*SET PROBLEM:* Update the records by replacing "even-odd rule" with "nonzero winding rule" wherever it occurs, and leave everything else unchanged.

[START OF THE INPUT]

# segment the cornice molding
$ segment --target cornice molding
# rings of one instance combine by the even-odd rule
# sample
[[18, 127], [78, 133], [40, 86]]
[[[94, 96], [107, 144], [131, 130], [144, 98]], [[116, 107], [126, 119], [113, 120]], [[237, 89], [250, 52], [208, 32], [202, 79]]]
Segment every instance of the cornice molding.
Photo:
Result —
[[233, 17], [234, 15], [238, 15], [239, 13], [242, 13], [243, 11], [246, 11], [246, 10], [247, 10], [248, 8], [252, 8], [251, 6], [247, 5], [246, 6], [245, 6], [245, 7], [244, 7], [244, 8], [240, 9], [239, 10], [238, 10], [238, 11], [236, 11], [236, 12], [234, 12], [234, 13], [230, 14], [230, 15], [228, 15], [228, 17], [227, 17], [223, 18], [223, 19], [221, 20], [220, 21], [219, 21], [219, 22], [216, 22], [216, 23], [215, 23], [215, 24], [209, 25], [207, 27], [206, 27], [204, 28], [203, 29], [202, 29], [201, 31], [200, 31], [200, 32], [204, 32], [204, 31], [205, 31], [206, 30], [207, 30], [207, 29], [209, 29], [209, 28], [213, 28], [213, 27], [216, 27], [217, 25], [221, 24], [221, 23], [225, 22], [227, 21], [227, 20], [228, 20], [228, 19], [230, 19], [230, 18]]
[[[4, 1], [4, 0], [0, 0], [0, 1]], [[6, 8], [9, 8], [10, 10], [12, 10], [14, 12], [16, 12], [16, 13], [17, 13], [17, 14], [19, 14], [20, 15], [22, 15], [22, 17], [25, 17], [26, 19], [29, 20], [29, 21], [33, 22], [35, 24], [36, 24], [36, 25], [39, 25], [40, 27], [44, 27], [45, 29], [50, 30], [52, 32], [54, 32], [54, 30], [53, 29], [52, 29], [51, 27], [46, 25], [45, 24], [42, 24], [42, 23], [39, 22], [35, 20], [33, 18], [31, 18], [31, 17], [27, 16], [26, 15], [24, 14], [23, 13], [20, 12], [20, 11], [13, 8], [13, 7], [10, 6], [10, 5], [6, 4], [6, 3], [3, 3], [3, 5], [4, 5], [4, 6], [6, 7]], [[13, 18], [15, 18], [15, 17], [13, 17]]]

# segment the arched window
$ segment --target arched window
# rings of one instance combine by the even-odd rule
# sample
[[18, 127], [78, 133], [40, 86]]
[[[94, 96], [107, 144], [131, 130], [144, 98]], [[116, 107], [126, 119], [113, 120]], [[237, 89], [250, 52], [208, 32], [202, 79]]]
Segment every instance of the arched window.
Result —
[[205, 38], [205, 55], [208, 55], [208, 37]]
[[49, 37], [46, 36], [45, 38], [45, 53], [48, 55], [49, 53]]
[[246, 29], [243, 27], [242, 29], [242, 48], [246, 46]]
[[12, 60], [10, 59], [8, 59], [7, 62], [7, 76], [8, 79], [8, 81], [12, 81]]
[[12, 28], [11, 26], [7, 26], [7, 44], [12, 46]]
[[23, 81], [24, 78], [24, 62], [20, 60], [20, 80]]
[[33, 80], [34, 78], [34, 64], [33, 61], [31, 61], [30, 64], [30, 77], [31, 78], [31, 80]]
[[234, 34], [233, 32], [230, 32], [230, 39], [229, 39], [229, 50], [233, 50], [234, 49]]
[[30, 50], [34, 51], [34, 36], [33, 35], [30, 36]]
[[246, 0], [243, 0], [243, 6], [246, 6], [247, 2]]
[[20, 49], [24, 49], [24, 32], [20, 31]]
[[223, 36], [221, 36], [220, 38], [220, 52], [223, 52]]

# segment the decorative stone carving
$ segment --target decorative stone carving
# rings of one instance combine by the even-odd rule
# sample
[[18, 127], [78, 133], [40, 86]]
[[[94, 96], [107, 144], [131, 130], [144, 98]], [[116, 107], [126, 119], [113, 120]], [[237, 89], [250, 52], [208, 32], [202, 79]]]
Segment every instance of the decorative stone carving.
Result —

[END OF THE INPUT]

*TASK RESULT:*
# segment the cornice molding
$ segment --target cornice molding
# rings of one instance combine by the nonzero winding rule
# sample
[[18, 127], [78, 133], [40, 86]]
[[[94, 96], [107, 144], [131, 130], [144, 98]], [[116, 107], [126, 119], [113, 120]], [[237, 89], [250, 52], [208, 32], [202, 79]]]
Segment every instance of the cornice molding.
Photo:
Result —
[[233, 17], [234, 15], [238, 15], [239, 13], [242, 13], [243, 11], [246, 11], [246, 10], [247, 10], [248, 8], [252, 8], [251, 6], [247, 5], [246, 6], [245, 6], [245, 7], [244, 7], [244, 8], [240, 9], [239, 10], [238, 10], [238, 11], [236, 11], [236, 12], [234, 12], [234, 13], [230, 14], [230, 15], [228, 15], [228, 17], [227, 17], [223, 18], [223, 19], [221, 20], [220, 21], [219, 21], [219, 22], [216, 22], [216, 23], [215, 23], [215, 24], [209, 25], [207, 27], [206, 27], [204, 28], [203, 29], [202, 29], [201, 31], [200, 31], [200, 32], [204, 32], [204, 31], [205, 31], [206, 30], [207, 30], [207, 29], [209, 29], [209, 28], [213, 28], [213, 27], [216, 27], [217, 25], [221, 24], [221, 23], [225, 22], [227, 21], [227, 20], [228, 20], [228, 19], [230, 19], [230, 18]]
[[[4, 1], [4, 0], [0, 0], [0, 1]], [[6, 8], [9, 8], [10, 10], [12, 10], [14, 12], [16, 12], [16, 13], [17, 13], [17, 14], [19, 14], [20, 15], [22, 15], [22, 17], [25, 17], [26, 19], [29, 20], [29, 21], [33, 22], [35, 24], [36, 24], [36, 25], [39, 25], [40, 27], [44, 27], [45, 29], [50, 30], [52, 32], [54, 32], [54, 30], [53, 29], [52, 29], [51, 27], [46, 25], [45, 24], [42, 24], [42, 23], [39, 22], [35, 20], [33, 18], [31, 18], [31, 17], [27, 16], [26, 15], [24, 14], [23, 13], [20, 12], [20, 11], [13, 8], [13, 7], [10, 6], [10, 5], [6, 4], [6, 3], [3, 3], [3, 5], [4, 5], [4, 6], [6, 7]], [[13, 18], [15, 18], [15, 17], [13, 17]]]

# segment the arched window
$ segment --target arched window
# rings of one instance combine by the nonzero winding rule
# sample
[[18, 127], [78, 133], [40, 86]]
[[[94, 96], [107, 144], [131, 130], [144, 98]], [[116, 107], [126, 119], [113, 120]], [[237, 89], [250, 52], [208, 32], [202, 79]]]
Segment every instance of the arched window.
Result —
[[205, 38], [205, 55], [208, 55], [208, 37]]
[[49, 37], [46, 36], [45, 38], [45, 53], [48, 55], [49, 53]]
[[246, 29], [243, 27], [242, 29], [242, 48], [246, 46]]
[[12, 60], [10, 59], [8, 59], [7, 62], [7, 76], [8, 79], [8, 81], [12, 81]]
[[12, 28], [11, 26], [7, 26], [7, 44], [12, 46]]
[[23, 81], [24, 78], [24, 62], [20, 60], [20, 80]]
[[33, 80], [34, 78], [34, 64], [33, 61], [31, 61], [30, 64], [30, 77], [31, 78], [31, 80]]
[[234, 34], [233, 32], [230, 32], [230, 39], [229, 39], [229, 50], [233, 50], [234, 49]]
[[30, 50], [34, 51], [34, 36], [33, 35], [30, 36]]
[[246, 0], [243, 0], [243, 6], [246, 6], [247, 2]]
[[20, 49], [24, 49], [24, 32], [20, 31]]
[[223, 36], [221, 36], [220, 38], [220, 52], [223, 52]]

# segment the decorative stone carving
$ segment --target decorative stone carving
# rings of one instance combine by the nonzero winding rule
# sample
[[18, 127], [78, 133], [40, 86]]
[[[94, 96], [107, 144], [131, 130], [144, 98]], [[116, 107], [126, 119], [113, 120]], [[237, 89], [250, 52], [208, 32], [202, 79]]]
Segment every instance of the decorative stone carving.
Result —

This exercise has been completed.